═══ Supplied entries

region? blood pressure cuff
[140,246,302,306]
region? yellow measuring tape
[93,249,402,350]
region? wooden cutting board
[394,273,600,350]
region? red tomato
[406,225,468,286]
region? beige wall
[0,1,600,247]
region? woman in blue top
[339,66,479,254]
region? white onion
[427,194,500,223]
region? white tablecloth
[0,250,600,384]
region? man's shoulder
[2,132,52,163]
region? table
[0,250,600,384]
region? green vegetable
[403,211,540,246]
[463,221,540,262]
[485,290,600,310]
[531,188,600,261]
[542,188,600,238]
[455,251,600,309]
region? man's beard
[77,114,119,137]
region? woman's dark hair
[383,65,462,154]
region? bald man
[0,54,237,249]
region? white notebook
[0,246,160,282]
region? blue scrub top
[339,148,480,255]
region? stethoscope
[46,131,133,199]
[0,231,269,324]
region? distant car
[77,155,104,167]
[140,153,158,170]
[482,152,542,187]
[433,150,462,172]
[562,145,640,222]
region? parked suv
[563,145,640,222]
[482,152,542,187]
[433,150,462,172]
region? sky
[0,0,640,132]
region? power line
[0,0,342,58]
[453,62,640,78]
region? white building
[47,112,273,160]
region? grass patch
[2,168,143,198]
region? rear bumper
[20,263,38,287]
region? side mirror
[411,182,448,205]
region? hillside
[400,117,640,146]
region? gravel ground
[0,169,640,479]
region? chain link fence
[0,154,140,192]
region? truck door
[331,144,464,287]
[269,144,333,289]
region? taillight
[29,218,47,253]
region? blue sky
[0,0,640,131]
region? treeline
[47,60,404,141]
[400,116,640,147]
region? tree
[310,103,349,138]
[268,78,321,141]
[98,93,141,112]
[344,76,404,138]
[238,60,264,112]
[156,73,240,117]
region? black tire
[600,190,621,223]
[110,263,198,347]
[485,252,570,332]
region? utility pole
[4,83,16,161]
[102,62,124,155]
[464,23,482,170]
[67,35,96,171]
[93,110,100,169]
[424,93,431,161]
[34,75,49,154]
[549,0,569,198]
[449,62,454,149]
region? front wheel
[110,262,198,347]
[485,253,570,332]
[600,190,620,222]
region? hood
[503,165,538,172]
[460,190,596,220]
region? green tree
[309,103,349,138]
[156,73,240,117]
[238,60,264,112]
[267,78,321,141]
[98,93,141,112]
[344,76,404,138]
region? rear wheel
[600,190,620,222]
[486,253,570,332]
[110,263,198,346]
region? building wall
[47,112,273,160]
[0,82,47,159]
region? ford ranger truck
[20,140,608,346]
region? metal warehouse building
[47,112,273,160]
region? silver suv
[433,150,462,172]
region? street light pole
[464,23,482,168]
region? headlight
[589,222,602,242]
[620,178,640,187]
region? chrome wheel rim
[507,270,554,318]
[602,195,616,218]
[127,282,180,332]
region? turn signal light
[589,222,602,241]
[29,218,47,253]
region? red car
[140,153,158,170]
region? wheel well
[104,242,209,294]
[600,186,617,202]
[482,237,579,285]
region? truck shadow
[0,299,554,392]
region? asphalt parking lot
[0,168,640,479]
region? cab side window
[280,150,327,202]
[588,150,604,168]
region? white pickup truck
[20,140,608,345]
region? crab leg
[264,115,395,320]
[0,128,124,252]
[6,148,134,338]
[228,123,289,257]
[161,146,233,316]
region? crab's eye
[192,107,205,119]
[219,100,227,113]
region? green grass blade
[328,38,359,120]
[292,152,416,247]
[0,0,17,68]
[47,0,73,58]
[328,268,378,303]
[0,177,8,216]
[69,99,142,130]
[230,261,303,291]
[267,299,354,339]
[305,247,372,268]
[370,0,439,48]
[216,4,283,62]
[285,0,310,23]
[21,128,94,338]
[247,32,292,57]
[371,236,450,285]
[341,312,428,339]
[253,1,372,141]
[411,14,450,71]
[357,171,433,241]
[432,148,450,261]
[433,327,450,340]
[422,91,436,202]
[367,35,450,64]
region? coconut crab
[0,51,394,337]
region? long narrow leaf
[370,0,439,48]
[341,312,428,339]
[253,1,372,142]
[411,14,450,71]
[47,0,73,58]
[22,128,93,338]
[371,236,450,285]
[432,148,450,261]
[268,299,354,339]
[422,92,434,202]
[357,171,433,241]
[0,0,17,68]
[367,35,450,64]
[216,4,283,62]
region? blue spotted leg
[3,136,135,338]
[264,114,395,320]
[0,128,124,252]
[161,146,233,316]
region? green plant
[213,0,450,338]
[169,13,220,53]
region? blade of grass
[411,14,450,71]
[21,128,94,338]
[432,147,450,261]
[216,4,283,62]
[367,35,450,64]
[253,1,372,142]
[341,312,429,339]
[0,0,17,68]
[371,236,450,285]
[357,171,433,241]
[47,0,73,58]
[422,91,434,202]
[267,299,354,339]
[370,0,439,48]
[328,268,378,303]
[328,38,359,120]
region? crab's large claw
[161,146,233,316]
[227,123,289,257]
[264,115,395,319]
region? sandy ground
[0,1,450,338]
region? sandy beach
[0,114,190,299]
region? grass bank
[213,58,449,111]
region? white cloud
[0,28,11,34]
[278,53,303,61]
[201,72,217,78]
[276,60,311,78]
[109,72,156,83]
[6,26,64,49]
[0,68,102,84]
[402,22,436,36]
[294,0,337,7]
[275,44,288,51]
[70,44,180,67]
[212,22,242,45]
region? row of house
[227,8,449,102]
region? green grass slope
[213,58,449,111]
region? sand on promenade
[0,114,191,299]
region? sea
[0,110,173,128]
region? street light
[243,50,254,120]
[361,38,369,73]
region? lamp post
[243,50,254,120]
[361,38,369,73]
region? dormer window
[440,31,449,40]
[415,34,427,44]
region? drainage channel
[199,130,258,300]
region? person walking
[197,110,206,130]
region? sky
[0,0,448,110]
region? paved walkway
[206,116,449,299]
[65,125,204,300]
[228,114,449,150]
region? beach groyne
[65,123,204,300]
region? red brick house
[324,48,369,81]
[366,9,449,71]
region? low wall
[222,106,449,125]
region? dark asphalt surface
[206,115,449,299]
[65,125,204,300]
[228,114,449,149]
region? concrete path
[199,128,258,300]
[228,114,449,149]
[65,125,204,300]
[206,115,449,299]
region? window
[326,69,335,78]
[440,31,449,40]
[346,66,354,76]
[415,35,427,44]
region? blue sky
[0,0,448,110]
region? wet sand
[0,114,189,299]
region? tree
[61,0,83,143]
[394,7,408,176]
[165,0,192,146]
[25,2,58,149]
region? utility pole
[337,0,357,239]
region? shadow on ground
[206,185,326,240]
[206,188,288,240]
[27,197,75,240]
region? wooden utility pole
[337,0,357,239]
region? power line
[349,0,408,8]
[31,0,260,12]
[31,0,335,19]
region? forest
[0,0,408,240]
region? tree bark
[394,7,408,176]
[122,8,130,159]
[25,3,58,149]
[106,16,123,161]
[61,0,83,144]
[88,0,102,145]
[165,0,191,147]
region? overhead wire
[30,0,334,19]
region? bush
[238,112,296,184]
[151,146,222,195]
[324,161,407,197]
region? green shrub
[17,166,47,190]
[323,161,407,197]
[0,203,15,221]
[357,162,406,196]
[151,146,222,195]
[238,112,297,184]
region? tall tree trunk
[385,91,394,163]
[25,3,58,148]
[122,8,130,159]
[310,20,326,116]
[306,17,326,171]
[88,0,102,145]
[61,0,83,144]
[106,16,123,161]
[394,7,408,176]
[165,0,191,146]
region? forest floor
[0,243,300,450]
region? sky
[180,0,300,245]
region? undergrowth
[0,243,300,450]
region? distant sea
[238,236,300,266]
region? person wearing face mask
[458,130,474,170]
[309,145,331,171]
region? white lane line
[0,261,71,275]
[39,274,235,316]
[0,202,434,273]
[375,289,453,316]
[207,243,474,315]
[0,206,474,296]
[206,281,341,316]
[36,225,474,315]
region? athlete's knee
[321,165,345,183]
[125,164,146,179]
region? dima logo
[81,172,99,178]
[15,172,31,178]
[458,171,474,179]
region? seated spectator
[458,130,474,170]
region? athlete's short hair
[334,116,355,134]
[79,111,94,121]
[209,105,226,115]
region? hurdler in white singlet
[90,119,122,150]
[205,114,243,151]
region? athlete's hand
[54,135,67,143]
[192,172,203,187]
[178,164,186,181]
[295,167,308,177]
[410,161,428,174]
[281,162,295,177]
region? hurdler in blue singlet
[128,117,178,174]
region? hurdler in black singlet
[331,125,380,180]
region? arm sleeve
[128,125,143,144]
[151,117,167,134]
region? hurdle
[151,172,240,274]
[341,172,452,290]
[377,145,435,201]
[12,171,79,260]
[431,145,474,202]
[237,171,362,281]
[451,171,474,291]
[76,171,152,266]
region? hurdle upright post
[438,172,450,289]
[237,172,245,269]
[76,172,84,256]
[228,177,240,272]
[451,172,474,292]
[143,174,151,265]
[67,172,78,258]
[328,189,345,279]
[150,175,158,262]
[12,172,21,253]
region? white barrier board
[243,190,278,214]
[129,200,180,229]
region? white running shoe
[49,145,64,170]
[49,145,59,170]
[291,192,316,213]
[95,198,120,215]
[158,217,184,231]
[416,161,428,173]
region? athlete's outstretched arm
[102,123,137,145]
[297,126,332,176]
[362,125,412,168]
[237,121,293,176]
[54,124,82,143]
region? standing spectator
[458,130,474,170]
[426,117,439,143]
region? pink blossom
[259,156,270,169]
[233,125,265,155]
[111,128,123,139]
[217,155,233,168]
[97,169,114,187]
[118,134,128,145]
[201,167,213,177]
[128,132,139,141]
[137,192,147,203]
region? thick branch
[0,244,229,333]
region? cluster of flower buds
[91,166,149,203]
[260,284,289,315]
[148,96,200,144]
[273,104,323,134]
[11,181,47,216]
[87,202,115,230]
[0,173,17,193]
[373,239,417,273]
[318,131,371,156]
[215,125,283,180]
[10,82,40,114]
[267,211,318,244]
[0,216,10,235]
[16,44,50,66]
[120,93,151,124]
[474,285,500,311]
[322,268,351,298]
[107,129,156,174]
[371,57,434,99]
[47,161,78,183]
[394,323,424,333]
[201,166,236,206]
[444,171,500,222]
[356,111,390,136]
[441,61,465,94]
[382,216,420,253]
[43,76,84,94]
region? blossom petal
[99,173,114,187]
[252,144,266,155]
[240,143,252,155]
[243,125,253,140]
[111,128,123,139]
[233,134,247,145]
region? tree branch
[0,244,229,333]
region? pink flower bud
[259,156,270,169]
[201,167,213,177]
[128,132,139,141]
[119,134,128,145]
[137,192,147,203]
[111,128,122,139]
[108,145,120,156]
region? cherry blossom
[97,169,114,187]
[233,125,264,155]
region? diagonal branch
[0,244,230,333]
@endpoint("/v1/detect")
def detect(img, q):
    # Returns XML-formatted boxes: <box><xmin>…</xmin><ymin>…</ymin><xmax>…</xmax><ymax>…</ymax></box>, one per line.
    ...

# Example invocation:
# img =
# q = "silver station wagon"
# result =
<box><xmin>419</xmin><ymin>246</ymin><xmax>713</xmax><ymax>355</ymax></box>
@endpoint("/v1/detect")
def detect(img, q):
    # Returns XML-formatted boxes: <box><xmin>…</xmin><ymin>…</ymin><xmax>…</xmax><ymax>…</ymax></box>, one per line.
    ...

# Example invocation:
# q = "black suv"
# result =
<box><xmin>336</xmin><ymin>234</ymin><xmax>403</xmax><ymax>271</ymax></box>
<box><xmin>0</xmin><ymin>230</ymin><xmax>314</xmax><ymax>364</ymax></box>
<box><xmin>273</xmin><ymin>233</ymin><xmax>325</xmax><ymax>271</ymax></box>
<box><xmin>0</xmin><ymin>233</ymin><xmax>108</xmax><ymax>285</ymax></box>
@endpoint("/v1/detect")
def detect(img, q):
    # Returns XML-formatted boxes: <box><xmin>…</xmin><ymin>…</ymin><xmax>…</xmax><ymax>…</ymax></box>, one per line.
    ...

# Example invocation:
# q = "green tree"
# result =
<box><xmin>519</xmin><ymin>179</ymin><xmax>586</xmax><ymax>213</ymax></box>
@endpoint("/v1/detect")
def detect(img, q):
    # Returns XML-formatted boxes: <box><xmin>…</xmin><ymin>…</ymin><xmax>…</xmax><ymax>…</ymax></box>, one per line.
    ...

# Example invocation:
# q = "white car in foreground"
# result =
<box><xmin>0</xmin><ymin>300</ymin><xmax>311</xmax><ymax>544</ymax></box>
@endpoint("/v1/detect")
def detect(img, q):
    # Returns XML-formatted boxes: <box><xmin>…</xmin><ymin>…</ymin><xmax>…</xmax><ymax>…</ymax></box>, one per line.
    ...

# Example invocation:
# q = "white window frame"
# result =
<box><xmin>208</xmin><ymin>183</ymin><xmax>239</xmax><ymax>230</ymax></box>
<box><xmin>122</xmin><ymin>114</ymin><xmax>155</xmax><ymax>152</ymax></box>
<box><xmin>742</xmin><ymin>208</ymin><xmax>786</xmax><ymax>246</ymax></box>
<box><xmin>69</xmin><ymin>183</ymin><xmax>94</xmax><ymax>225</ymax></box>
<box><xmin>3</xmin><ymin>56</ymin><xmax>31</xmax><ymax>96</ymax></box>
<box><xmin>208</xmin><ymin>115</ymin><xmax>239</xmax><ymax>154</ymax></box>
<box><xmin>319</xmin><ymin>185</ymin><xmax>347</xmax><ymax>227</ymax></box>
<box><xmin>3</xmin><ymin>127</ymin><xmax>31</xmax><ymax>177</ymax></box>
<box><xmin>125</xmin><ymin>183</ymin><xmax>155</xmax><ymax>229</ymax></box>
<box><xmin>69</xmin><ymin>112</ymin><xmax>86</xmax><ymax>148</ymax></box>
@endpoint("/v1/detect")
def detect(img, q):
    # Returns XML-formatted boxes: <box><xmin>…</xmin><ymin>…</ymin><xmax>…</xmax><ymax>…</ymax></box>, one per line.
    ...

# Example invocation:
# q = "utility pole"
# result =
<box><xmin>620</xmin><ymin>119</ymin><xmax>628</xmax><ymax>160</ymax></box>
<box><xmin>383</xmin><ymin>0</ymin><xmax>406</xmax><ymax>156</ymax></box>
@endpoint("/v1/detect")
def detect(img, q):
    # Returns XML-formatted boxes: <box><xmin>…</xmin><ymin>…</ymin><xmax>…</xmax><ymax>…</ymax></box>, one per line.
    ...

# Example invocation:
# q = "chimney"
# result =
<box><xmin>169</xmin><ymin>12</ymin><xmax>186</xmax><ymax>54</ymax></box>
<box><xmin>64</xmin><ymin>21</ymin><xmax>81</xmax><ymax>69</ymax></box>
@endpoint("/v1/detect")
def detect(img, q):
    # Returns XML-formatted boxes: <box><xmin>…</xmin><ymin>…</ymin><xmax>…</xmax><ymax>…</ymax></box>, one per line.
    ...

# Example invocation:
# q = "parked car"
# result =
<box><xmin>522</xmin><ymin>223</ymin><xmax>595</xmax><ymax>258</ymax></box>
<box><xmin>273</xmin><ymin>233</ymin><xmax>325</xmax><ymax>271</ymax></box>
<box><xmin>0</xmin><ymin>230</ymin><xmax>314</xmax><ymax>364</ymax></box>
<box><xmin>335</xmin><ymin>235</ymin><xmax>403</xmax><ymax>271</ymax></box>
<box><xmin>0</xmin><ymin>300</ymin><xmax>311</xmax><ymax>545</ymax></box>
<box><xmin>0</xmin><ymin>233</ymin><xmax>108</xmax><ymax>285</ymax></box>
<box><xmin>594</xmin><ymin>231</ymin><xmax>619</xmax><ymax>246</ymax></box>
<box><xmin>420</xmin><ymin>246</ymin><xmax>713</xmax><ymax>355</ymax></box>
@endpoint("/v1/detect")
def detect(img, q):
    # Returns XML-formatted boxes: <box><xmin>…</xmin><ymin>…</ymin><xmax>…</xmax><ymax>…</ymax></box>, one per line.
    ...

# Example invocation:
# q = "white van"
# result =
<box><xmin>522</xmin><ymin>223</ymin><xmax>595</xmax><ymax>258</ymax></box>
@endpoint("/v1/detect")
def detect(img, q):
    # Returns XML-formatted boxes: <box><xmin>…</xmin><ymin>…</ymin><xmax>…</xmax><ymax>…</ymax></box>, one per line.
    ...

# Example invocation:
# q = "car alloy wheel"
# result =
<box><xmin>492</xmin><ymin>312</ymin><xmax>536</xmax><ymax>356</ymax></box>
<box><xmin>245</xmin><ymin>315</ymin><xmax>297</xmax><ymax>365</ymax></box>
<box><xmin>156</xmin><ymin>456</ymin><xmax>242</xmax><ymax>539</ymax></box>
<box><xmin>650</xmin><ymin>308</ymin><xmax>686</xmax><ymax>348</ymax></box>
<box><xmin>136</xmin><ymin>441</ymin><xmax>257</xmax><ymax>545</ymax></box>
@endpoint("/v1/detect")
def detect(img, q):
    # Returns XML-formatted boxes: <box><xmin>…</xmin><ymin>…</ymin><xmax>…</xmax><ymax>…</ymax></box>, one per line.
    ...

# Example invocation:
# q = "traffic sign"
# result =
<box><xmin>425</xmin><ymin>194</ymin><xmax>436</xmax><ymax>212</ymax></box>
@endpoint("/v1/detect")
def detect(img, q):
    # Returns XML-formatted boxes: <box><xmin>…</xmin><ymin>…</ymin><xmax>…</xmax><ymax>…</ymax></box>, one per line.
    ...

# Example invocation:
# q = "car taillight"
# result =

══════

Can you write out the lines again, starting at the first one and ending at the one containing "[0,246,160,282]", with "white" replaced by "pale" and everything else left as it is?

## Response to the exercise:
region? blood pressure cuff
[140,246,302,306]
region? yellow measuring tape
[93,249,402,350]
region? wooden cutting board
[394,273,600,350]
region? red tomato
[406,225,468,286]
region? beige wall
[0,1,600,247]
region? woman in blue top
[339,66,479,254]
region? pale onion
[427,194,500,223]
region? pale tablecloth
[0,250,600,384]
region? man's shoulder
[2,132,52,163]
region? table
[0,250,600,384]
region? green vegetable
[403,211,540,246]
[463,221,540,262]
[485,290,600,310]
[531,188,600,261]
[542,188,600,238]
[455,251,600,309]
region? man's beard
[77,114,119,137]
region? woman's dark hair
[383,65,462,154]
region? bald man
[0,54,237,249]
region? pale notebook
[0,246,160,282]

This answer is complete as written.